(Collected data)
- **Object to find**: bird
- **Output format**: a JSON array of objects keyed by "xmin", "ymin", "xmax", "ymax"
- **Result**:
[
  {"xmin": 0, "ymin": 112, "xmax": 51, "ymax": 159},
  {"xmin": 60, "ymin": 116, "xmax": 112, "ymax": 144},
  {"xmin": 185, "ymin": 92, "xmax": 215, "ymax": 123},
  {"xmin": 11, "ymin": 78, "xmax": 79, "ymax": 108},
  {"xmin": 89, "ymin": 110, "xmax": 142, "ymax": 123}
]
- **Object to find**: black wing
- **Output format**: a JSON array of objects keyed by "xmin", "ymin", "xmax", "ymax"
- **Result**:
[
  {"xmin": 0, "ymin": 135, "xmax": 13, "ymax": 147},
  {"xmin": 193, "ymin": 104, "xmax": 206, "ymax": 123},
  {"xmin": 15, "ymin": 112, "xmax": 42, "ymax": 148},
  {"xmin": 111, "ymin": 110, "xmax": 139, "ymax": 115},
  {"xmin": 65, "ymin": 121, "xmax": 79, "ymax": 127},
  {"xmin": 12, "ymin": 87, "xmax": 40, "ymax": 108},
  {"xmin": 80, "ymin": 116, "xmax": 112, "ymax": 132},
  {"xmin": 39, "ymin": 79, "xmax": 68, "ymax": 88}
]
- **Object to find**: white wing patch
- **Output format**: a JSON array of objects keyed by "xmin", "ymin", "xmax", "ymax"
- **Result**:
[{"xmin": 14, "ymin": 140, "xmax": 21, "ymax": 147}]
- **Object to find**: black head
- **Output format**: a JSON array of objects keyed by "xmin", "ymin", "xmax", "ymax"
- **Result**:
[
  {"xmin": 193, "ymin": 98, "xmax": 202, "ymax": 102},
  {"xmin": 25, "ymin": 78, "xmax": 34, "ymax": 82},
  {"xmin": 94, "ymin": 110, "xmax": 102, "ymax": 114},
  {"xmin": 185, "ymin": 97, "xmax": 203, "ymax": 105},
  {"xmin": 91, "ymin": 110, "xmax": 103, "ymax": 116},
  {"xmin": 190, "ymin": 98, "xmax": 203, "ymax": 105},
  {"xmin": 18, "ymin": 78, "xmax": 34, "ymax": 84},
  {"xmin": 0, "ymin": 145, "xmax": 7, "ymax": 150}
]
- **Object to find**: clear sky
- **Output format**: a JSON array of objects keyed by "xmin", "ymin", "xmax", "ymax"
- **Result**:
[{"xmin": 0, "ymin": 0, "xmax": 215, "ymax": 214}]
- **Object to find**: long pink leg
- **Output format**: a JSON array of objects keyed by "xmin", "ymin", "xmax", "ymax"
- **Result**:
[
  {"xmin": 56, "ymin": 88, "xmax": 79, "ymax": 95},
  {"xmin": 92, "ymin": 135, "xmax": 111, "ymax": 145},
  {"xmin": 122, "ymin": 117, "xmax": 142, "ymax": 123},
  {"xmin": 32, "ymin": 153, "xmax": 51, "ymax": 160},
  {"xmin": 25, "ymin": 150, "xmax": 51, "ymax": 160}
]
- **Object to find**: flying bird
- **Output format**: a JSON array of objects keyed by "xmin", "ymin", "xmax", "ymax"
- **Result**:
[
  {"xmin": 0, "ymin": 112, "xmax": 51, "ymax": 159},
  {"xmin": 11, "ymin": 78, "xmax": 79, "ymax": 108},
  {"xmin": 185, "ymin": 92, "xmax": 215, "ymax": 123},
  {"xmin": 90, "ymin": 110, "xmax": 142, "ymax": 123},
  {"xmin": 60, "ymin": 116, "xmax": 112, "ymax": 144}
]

Problem to solve >>
Give the records above again, word for word.

Problem solution >>
- **Object to find**: bird
- **Output format**: a JSON array of objects keyed by "xmin", "ymin", "xmax", "ymax"
- **Result**:
[
  {"xmin": 0, "ymin": 112, "xmax": 51, "ymax": 159},
  {"xmin": 60, "ymin": 116, "xmax": 112, "ymax": 144},
  {"xmin": 185, "ymin": 92, "xmax": 215, "ymax": 123},
  {"xmin": 11, "ymin": 78, "xmax": 79, "ymax": 108},
  {"xmin": 89, "ymin": 110, "xmax": 142, "ymax": 123}
]
- **Object to find**: black wing
- **Output format**: a JSON array of objects keyed by "xmin", "ymin", "xmax", "ymax"
- **Result**:
[
  {"xmin": 0, "ymin": 135, "xmax": 13, "ymax": 147},
  {"xmin": 193, "ymin": 104, "xmax": 206, "ymax": 123},
  {"xmin": 15, "ymin": 112, "xmax": 42, "ymax": 148},
  {"xmin": 111, "ymin": 110, "xmax": 139, "ymax": 115},
  {"xmin": 65, "ymin": 121, "xmax": 79, "ymax": 127},
  {"xmin": 12, "ymin": 87, "xmax": 40, "ymax": 108},
  {"xmin": 80, "ymin": 116, "xmax": 112, "ymax": 132},
  {"xmin": 39, "ymin": 79, "xmax": 68, "ymax": 88}
]
- **Object to find**: white wing patch
- **Output format**: a JSON array of objects keyed by "xmin", "ymin", "xmax", "ymax"
- **Result**:
[{"xmin": 14, "ymin": 140, "xmax": 21, "ymax": 147}]
- **Object to find**: black head
- **Output format**: a JSON array of objects keyed by "xmin", "ymin", "xmax", "ymax"
- **Result**:
[
  {"xmin": 193, "ymin": 98, "xmax": 202, "ymax": 102},
  {"xmin": 25, "ymin": 78, "xmax": 34, "ymax": 82},
  {"xmin": 94, "ymin": 110, "xmax": 102, "ymax": 114},
  {"xmin": 185, "ymin": 97, "xmax": 203, "ymax": 105},
  {"xmin": 91, "ymin": 110, "xmax": 103, "ymax": 116},
  {"xmin": 190, "ymin": 98, "xmax": 203, "ymax": 105},
  {"xmin": 18, "ymin": 78, "xmax": 34, "ymax": 84},
  {"xmin": 0, "ymin": 145, "xmax": 7, "ymax": 150}
]
- **Object to find**: clear sky
- **Output format**: a JSON array of objects keyed by "xmin", "ymin", "xmax", "ymax"
- **Result**:
[{"xmin": 0, "ymin": 0, "xmax": 215, "ymax": 214}]
- **Object to find**: long pink leg
- **Output format**: a JSON array of objects keyed by "xmin", "ymin", "xmax", "ymax"
- **Result**:
[
  {"xmin": 56, "ymin": 88, "xmax": 79, "ymax": 95},
  {"xmin": 92, "ymin": 135, "xmax": 111, "ymax": 145},
  {"xmin": 122, "ymin": 117, "xmax": 142, "ymax": 123},
  {"xmin": 32, "ymin": 153, "xmax": 51, "ymax": 160},
  {"xmin": 25, "ymin": 150, "xmax": 51, "ymax": 160}
]
- **Object to find**: flying bird
- **Output format**: a JSON array of objects keyed by "xmin", "ymin", "xmax", "ymax"
- **Result**:
[
  {"xmin": 0, "ymin": 112, "xmax": 51, "ymax": 159},
  {"xmin": 11, "ymin": 78, "xmax": 79, "ymax": 108},
  {"xmin": 185, "ymin": 92, "xmax": 215, "ymax": 123},
  {"xmin": 90, "ymin": 110, "xmax": 142, "ymax": 123},
  {"xmin": 60, "ymin": 116, "xmax": 112, "ymax": 144}
]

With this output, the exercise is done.